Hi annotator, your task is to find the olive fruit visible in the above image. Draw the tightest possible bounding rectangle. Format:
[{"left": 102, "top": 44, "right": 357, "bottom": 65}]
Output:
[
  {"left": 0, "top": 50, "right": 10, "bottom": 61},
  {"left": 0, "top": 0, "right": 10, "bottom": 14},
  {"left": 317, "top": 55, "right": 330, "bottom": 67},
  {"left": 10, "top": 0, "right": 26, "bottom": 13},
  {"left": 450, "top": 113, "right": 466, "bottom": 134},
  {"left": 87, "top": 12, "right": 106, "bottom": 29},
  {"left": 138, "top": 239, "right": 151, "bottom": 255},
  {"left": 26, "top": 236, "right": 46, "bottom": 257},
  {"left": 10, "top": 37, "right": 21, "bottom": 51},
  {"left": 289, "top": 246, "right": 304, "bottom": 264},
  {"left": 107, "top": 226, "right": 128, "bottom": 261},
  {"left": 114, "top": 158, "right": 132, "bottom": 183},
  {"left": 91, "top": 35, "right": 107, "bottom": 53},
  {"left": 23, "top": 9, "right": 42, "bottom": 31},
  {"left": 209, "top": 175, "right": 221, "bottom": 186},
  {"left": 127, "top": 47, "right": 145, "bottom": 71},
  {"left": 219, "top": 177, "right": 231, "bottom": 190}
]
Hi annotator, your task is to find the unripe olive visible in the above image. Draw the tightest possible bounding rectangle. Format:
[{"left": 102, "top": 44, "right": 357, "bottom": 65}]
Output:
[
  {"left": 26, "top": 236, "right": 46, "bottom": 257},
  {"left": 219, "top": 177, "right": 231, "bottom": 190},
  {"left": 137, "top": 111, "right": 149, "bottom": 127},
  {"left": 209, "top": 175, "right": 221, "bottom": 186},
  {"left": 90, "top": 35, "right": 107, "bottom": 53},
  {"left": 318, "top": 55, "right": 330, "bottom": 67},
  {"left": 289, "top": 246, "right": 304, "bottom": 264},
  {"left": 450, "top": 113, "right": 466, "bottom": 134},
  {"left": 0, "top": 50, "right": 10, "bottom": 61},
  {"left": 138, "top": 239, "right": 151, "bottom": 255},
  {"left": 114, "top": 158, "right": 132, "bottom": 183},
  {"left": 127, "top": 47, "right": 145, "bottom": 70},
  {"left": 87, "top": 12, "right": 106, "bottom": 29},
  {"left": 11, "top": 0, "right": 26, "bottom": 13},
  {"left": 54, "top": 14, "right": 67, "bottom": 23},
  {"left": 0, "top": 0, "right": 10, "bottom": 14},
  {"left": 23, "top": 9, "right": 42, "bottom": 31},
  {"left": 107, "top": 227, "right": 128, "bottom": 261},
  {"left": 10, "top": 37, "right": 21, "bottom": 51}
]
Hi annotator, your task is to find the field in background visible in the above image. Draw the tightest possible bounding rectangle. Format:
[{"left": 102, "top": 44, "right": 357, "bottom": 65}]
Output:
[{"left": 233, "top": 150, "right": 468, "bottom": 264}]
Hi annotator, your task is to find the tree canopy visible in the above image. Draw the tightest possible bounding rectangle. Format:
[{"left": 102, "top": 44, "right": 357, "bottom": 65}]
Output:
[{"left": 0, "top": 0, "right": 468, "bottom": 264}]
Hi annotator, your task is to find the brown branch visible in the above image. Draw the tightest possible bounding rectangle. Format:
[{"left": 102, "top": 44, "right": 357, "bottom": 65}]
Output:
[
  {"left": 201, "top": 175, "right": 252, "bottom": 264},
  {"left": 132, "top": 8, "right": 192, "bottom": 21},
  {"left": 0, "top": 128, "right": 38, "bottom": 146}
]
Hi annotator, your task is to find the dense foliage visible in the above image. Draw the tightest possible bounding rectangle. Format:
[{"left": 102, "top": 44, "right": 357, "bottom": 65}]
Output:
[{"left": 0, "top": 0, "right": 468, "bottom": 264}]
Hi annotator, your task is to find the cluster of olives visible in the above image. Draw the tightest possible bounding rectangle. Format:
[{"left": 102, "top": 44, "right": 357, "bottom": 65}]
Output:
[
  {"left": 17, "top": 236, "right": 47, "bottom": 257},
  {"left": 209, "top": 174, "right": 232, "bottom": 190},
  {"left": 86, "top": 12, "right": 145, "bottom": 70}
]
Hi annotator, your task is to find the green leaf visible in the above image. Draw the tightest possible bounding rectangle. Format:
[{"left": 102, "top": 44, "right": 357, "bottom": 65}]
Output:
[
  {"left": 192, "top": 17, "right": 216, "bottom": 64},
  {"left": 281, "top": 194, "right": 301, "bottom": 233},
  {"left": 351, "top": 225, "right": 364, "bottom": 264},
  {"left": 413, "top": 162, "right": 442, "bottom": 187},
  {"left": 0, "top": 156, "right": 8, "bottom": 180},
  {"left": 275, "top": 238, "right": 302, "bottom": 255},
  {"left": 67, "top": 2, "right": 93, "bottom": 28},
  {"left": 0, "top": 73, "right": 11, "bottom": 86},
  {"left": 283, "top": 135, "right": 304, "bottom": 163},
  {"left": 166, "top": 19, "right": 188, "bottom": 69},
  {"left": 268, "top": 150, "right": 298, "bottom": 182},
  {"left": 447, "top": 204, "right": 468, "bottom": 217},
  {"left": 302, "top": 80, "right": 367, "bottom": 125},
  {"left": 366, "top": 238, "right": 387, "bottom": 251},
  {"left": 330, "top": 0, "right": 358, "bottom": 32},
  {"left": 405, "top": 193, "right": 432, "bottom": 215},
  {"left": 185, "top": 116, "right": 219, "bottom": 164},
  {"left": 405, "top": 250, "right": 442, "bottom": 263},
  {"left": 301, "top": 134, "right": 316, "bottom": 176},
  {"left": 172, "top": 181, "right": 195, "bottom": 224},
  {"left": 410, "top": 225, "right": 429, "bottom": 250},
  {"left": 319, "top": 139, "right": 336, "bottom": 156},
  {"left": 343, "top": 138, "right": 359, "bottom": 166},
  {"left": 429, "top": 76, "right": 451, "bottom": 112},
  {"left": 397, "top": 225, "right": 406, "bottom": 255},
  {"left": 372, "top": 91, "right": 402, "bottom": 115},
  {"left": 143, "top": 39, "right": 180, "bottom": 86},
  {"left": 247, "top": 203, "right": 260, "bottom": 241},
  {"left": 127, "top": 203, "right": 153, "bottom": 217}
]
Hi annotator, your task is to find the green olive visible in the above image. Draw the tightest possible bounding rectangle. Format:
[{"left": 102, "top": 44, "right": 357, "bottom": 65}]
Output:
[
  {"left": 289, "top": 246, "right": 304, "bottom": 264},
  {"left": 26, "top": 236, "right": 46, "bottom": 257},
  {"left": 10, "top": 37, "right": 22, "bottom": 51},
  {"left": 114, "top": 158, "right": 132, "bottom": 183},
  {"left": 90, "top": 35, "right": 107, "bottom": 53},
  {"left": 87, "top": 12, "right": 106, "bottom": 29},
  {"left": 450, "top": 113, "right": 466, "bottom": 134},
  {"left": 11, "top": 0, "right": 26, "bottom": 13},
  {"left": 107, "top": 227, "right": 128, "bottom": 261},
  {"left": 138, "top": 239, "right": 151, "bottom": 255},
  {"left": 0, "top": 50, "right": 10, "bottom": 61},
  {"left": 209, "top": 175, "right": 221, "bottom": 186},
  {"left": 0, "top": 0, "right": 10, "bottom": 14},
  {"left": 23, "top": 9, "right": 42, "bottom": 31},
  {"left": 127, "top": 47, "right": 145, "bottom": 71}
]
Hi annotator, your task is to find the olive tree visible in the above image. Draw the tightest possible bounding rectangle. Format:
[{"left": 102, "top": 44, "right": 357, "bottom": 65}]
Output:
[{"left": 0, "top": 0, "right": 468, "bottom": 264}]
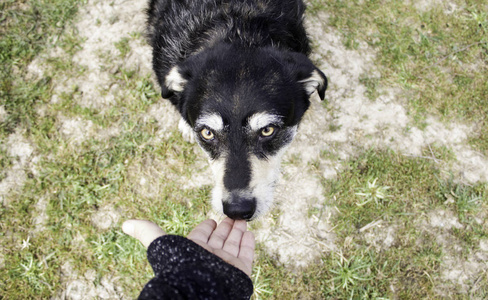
════════════════
**YOUR INSTRUCTIONS**
Count the lines of the data that contain the word "green". Give only the number.

**TASK SOLUTION**
2